▸ **Task instructions**:
Reproduce every one of the following entries word for word, changing nothing.
═════ Data listing ═════
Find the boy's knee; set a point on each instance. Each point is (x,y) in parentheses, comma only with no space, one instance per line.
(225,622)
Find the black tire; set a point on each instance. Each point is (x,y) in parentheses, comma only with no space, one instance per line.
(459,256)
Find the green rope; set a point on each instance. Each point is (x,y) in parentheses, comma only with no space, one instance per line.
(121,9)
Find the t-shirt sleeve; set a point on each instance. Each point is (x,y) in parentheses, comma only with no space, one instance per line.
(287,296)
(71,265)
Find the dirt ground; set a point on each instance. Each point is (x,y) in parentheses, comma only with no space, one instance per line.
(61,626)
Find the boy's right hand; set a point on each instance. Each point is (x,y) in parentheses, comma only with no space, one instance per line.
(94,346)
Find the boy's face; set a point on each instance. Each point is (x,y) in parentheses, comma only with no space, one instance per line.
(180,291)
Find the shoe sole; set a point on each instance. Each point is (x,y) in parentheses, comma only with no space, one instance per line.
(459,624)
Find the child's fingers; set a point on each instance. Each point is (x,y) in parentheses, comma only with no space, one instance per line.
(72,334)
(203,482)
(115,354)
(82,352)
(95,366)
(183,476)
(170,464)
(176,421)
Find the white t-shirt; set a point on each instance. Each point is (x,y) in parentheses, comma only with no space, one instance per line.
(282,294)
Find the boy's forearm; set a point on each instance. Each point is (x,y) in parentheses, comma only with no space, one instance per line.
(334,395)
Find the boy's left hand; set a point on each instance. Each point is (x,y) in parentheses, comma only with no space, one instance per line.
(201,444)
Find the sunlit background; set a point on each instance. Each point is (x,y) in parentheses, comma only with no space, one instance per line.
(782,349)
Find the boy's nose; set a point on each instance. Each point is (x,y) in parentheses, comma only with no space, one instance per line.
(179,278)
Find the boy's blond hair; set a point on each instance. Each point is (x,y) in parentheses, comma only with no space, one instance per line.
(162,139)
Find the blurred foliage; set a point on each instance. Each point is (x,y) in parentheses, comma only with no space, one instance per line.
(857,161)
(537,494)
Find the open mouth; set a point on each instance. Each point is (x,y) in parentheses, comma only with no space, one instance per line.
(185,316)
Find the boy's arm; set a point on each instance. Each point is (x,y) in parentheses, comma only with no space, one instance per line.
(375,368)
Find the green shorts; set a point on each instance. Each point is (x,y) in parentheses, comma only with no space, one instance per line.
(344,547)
═════
▸ **Output below**:
Find the boy's knee; set a point on each instance. Each point is (x,y) in parentheses, comma only with no space, one instance per line.
(225,622)
Find the black tire; set a point on each instance. Each point is (x,y) in parentheses, comma only with no space, one instance per line.
(459,256)
Find the green rope; set a point on each instance. Each point is (x,y) in parentheses, comma only with no space, one instance per line.
(121,9)
Find the t-shirt sleeve; set a point on each instance. Each point is (x,y) in parentheses, comma only with no space, one instance per line.
(287,296)
(71,265)
Find the dirt ground; set a point on each instance. Each point is (x,y) in parentheses, comma only with no space, one instance per line.
(61,626)
Find the boy's right hand; set a point on each instance. Each point is (x,y) in parentheses, comma only with no space, one instance per line.
(94,346)
Find the boy's face; set a point on each instance. Each point is (x,y) in parentheses, comma only with no space, one instance per line.
(180,291)
Find the shoe sole; set a point on each instance. Each point is (x,y) in parentheses, comma only with no space, one instance per line.
(459,624)
Find the child's fingers; set a point on each instance. Each point is (x,y) in parentheses, comma only with no space, one instance per line.
(72,334)
(203,482)
(115,354)
(82,352)
(95,366)
(183,476)
(170,464)
(176,421)
Find the white t-shirt; set a point on each instance. Each point is (x,y) in parentheses, comma only with no space, one instance per line.
(282,294)
Find the boy's forearm; set a point on each instance. Each point is (x,y) in parentheses, comma only with no space, one instance per line.
(334,395)
Find the boy's left hand; set a point on each instance. Each point is (x,y) in parentheses, comma only with no space, one instance per line.
(201,444)
Find the sunlit background; set a point on each instance. Each point is (x,y) in parentheses, comma only with no space, one instance per line.
(782,349)
Find the boy's nose; set a point on each instance. Each point is (x,y) in parentheses, comma only with no space, one instance per line.
(179,278)
Find the boy's blond hair; set a point on each instance. Each point is (x,y) in parentheses, comma only with no space, one instance per line.
(162,139)
Find the blurred foliage; set a point on each instance. Each point is (x,y) in parentheses, comma only with no space, one instance per line.
(857,161)
(537,494)
Find the open mouth; set a point on each instance. Each point is (x,y) in parentheses, comma only with no space, one instance per line.
(185,316)
Find the boy's arm; set a point on each instance. Each point is (x,y) in parentheses, comma only with no space, one instance per line.
(375,368)
Find the green shorts; set a point on each instance. Each point is (x,y) in parentheses, comma only with no space, one instance per line.
(344,547)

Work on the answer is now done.